Task instructions :: Please gather every row below that contains the word "dark", and copy each of those rows in full.

Data for processing ::
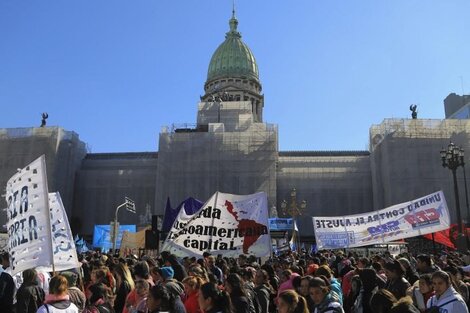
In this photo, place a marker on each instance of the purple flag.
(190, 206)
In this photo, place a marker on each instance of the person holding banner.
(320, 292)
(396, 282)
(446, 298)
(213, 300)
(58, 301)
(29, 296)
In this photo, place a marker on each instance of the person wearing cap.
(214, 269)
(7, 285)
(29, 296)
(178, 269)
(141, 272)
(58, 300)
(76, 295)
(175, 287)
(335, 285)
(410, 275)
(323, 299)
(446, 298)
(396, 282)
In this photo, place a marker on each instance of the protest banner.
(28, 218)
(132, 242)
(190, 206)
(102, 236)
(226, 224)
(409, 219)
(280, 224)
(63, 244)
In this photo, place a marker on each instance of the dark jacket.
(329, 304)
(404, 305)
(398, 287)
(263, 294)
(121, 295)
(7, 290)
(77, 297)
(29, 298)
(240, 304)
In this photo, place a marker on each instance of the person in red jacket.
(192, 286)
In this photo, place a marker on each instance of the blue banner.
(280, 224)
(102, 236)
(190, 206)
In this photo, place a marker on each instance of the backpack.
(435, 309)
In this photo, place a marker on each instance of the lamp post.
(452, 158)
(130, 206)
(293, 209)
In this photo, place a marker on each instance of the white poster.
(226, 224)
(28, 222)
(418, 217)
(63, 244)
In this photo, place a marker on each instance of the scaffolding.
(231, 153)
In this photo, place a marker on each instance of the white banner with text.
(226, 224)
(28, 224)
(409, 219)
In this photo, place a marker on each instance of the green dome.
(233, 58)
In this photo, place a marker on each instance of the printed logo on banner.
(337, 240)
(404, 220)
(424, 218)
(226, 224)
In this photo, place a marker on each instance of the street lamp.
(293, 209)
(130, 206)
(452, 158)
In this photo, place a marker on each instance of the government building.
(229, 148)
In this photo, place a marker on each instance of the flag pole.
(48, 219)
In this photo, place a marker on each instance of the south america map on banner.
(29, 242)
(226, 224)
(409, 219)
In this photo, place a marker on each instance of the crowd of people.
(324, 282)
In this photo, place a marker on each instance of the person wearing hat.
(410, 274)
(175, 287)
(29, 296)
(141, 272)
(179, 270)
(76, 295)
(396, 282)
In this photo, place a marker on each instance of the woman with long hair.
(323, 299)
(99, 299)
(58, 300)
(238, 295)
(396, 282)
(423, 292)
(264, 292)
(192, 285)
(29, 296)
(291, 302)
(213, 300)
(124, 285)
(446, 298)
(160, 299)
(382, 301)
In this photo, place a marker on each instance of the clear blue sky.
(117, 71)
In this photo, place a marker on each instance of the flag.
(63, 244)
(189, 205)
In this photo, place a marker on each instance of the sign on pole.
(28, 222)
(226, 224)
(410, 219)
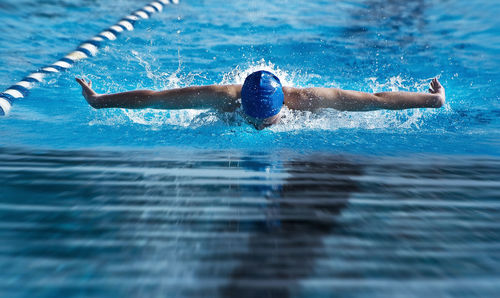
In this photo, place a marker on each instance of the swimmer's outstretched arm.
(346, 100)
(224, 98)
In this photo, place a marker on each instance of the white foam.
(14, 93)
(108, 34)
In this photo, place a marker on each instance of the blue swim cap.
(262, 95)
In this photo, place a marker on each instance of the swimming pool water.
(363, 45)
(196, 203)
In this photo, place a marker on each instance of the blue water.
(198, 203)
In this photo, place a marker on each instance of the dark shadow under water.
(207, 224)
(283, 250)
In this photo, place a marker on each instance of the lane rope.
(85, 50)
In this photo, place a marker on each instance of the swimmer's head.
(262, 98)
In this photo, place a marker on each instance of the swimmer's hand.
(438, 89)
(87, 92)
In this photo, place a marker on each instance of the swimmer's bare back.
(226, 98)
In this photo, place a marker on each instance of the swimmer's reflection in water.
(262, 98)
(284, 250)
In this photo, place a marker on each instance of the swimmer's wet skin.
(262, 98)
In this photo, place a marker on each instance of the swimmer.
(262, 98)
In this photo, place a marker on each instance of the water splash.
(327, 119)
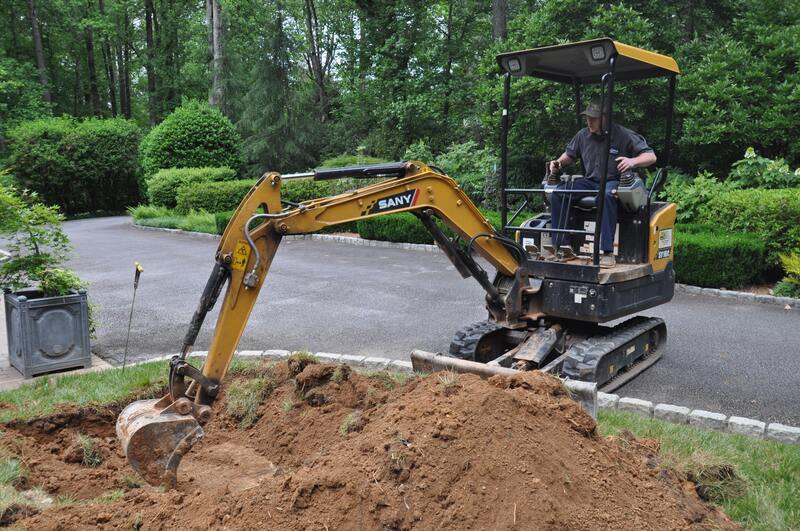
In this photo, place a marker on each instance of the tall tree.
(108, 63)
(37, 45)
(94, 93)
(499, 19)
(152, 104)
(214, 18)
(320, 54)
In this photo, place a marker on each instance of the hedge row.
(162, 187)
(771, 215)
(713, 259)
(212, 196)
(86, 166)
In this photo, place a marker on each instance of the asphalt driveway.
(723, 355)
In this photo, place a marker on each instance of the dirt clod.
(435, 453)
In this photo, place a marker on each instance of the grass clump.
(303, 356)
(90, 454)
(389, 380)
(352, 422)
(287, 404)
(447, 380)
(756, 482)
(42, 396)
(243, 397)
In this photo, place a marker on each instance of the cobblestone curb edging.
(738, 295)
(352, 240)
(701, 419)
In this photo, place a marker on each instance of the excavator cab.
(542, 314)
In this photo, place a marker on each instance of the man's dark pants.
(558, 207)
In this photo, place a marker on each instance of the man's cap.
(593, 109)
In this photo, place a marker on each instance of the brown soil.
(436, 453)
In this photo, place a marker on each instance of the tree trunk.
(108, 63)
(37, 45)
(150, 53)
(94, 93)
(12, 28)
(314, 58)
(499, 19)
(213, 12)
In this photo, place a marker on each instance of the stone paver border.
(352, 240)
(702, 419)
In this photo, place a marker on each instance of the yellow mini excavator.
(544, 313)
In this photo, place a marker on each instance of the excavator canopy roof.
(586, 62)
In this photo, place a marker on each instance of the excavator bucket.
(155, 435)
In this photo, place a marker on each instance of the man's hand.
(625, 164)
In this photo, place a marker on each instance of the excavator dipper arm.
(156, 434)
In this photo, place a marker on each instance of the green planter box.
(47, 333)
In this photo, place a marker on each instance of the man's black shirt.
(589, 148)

---

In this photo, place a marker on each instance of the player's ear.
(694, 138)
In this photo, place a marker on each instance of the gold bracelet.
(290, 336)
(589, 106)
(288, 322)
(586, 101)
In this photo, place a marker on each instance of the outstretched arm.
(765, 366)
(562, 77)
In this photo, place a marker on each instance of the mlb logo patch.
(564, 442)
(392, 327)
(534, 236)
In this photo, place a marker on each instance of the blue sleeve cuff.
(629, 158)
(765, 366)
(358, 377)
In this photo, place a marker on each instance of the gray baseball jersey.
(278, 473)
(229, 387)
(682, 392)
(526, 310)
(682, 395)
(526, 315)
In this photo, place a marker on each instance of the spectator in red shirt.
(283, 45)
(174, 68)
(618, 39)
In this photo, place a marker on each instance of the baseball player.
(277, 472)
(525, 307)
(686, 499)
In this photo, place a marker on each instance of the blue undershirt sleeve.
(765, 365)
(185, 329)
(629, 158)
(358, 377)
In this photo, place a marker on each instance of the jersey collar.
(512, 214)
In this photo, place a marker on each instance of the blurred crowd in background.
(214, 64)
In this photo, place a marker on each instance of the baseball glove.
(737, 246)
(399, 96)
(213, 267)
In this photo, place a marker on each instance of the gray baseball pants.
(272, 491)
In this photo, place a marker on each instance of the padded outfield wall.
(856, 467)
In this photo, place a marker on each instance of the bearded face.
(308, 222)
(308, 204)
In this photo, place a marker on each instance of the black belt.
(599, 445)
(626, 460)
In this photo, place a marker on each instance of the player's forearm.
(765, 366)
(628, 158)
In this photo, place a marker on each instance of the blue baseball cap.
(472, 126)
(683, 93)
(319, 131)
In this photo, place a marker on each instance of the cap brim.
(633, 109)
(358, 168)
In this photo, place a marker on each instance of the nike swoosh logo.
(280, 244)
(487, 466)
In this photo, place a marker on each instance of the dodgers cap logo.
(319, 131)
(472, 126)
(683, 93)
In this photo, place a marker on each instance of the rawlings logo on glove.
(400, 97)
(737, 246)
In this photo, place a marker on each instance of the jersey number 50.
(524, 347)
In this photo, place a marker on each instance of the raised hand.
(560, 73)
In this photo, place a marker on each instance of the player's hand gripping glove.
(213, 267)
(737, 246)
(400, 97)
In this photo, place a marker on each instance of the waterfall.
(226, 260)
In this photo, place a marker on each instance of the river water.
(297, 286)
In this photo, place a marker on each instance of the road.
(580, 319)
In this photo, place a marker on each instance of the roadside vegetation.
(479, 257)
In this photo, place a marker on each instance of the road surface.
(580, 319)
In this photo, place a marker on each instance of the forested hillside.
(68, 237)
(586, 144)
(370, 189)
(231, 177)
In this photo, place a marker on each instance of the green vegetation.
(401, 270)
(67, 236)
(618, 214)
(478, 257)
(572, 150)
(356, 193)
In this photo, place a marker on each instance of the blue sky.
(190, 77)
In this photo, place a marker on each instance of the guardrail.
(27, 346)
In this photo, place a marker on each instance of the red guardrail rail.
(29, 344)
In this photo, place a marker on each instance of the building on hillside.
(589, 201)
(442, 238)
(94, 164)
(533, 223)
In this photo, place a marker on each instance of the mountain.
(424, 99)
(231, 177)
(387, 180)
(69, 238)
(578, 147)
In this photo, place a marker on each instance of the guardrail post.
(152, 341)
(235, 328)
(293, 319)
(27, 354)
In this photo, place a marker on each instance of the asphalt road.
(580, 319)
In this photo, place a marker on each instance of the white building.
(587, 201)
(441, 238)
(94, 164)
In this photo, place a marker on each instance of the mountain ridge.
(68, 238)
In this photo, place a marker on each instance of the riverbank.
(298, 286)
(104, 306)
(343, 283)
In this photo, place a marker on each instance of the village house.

---

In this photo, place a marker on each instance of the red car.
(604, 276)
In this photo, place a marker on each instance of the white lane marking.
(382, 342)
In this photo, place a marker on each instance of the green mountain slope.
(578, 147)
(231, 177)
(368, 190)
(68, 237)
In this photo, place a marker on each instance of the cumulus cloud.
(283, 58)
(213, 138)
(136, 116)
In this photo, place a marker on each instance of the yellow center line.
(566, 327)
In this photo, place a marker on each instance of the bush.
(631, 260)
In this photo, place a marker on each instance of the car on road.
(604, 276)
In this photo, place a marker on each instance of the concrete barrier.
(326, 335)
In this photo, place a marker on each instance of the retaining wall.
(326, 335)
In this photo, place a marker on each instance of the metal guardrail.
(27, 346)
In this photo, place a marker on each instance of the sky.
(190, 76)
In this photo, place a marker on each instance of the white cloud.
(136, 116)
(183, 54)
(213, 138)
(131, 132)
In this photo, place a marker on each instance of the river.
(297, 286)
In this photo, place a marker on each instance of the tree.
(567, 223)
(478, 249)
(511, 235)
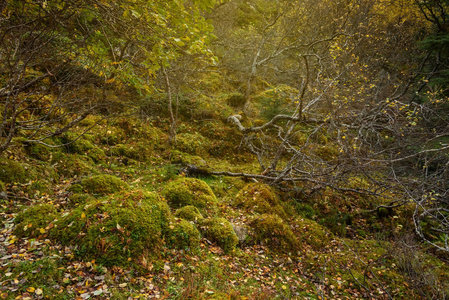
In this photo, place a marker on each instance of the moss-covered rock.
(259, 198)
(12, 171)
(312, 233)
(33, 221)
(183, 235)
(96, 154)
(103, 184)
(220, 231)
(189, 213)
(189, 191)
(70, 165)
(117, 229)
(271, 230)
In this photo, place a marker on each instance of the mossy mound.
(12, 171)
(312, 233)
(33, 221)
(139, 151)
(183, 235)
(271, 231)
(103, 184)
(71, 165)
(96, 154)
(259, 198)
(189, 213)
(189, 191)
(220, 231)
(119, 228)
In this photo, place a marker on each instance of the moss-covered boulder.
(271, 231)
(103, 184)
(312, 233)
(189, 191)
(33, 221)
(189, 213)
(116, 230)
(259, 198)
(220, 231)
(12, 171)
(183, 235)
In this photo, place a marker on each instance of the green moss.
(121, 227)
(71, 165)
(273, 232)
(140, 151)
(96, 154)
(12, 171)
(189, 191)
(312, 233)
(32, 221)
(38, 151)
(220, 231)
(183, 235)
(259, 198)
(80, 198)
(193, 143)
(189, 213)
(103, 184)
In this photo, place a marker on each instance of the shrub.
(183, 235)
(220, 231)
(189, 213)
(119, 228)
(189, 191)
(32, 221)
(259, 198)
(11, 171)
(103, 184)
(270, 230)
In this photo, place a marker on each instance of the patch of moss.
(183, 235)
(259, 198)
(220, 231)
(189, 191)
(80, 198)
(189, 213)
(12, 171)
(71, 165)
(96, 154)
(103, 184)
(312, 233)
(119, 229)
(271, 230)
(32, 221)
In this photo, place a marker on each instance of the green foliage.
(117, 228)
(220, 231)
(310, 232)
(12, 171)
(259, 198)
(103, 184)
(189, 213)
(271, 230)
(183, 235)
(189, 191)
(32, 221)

Answer in full ::
In this photo, place a marker on each instance of the dark jacket.
In this photo, place a marker on each instance of the dark shadow under water.
In this photo, place a marker on each instance of the man's dark pants.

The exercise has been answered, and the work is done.